====== EXCERPTED RECORDS
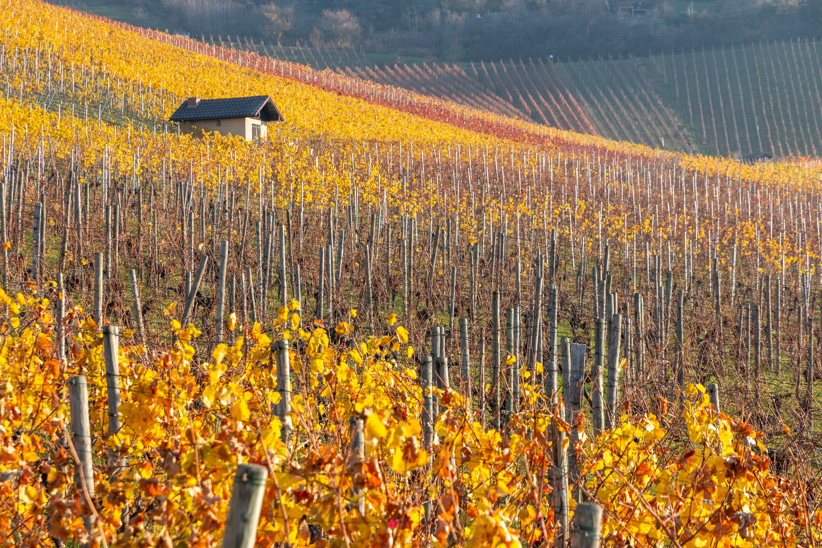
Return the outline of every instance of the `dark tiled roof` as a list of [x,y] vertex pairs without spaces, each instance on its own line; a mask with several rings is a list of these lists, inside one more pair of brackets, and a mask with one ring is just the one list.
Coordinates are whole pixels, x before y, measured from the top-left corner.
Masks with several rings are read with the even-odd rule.
[[193,107],[183,102],[171,115],[172,122],[212,120],[215,118],[244,118],[259,116],[266,122],[282,122],[284,118],[268,95],[203,99]]

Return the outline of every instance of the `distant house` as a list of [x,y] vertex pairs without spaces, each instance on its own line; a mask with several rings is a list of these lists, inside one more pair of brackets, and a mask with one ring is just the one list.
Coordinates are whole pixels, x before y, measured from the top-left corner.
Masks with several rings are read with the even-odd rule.
[[630,6],[619,6],[616,13],[621,16],[629,17],[638,17],[648,15],[648,10],[651,6],[647,2],[637,0]]
[[774,159],[774,156],[768,154],[767,152],[755,152],[752,154],[748,154],[742,159],[742,163],[756,163],[758,162],[770,162]]
[[220,135],[241,136],[246,140],[266,139],[269,122],[283,122],[274,101],[268,95],[200,99],[190,97],[171,115],[187,133],[217,131]]

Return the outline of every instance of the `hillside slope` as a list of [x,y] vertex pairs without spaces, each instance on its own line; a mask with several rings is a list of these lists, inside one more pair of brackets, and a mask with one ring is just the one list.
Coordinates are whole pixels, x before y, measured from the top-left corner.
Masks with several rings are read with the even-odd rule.
[[[221,42],[222,43],[222,42]],[[741,157],[815,156],[822,112],[816,42],[648,58],[380,65],[348,50],[225,42],[319,70],[553,127],[669,150]]]

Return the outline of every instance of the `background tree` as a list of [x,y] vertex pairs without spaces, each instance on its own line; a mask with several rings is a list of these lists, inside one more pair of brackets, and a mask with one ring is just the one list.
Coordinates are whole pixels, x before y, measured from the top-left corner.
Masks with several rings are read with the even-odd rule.
[[323,10],[321,26],[337,45],[351,45],[363,29],[357,17],[348,10]]

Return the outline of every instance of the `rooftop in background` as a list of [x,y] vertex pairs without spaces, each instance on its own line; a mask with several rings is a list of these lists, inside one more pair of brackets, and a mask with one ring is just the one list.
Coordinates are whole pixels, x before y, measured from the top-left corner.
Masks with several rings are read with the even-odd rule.
[[172,122],[187,122],[254,117],[260,117],[263,122],[283,122],[285,119],[268,95],[203,99],[193,98],[181,104],[169,119]]

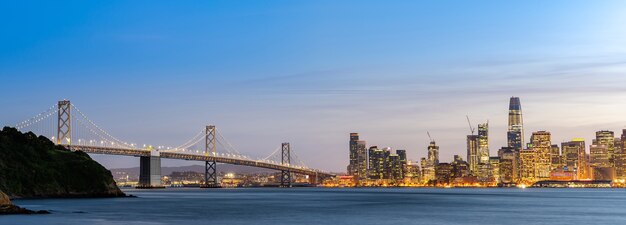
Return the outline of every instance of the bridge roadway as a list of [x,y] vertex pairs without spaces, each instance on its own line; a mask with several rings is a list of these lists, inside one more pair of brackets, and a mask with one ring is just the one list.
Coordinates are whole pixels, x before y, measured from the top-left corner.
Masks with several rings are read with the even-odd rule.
============
Copy the records above exactly, leaving out every picture.

### FINAL RESULT:
Return the outline of every instance of the `dark tiled roof` as a list of [x,y] vertex pairs without spaces, each instance on its own line; a mask with several rings is a list of these lists, inside one more pair of brackets, and a mask with one ring is just the one list.
Coordinates are whole pixels, x before y, measured from the top-left corner.
Masks with several rings are read with the even-odd rule.
[[193,107],[183,102],[171,115],[172,122],[212,120],[215,118],[244,118],[259,116],[266,122],[282,122],[284,118],[268,95],[203,99]]

Return the outline of every instance of the `distant house` as a list of [x,y] vertex pairs without spaces, each instance on its own line; a mask with several rings is a list of these lists, inside one more pair of brackets, and a mask with one ring is just the one list.
Coordinates are whole pixels, x before y, measured from the top-left corner.
Masks with several rings are read with the even-odd rule.
[[630,6],[619,6],[616,13],[621,16],[629,17],[638,17],[648,15],[648,10],[651,6],[647,2],[637,0]]
[[774,159],[774,156],[768,154],[767,152],[755,152],[752,154],[748,154],[742,159],[742,163],[756,163],[758,162],[770,162]]
[[220,135],[241,136],[246,140],[266,139],[269,122],[283,122],[274,101],[268,95],[200,99],[190,97],[171,115],[187,133],[217,131]]

Return the outline of every instance of the `hillside slope` as a list of [x,y] vertex pairs without spaces, each instance on its own line; a mask with several rings is a list of these lists, inside one more pair of brackets, and a mask with one ring is just the one list.
Coordinates are whole pixels, x before y, measured from the top-left corner.
Masks with several rings are read with the even-odd rule.
[[[221,42],[222,43],[222,42]],[[741,157],[815,156],[822,112],[816,42],[648,58],[380,65],[348,50],[225,42],[319,70],[553,127],[669,150]]]

Return the outline of every instance of the `background tree` as a list of [x,y] vertex pairs without spaces, each instance on its own line; a mask with several rings is a list of these lists, inside one more pair of brackets, and a mask with one ring is just the one list.
Coordinates are whole pixels, x before y, measured from the top-left corner.
Masks with several rings are read with the even-odd rule.
[[323,10],[321,26],[337,45],[351,45],[363,29],[357,17],[348,10]]

Return the outline of every instance of the `rooftop in background` as a list of [x,y] vertex pairs without spaces, each instance on its own line; a mask with several rings is a list of these lists, inside one more pair of brackets, and a mask with one ring is just the one list.
Coordinates are whole pixels, x before y, measured from the top-left corner.
Masks with several rings are read with the even-odd rule.
[[172,122],[187,122],[254,117],[260,117],[263,122],[283,122],[285,119],[268,95],[203,99],[193,98],[181,104],[169,119]]

Return the outline of every instance of the bridge roadway as a list of [x,y] vertex pairs without spaces, each instance on its own line; a mask with several rings is a list of these lists, inside one more pair of brackets, and a mask with one ring is just the one list.
Coordinates are whole pixels, x before y, measured from the top-left corner.
Masks with several rings are read with the even-odd rule.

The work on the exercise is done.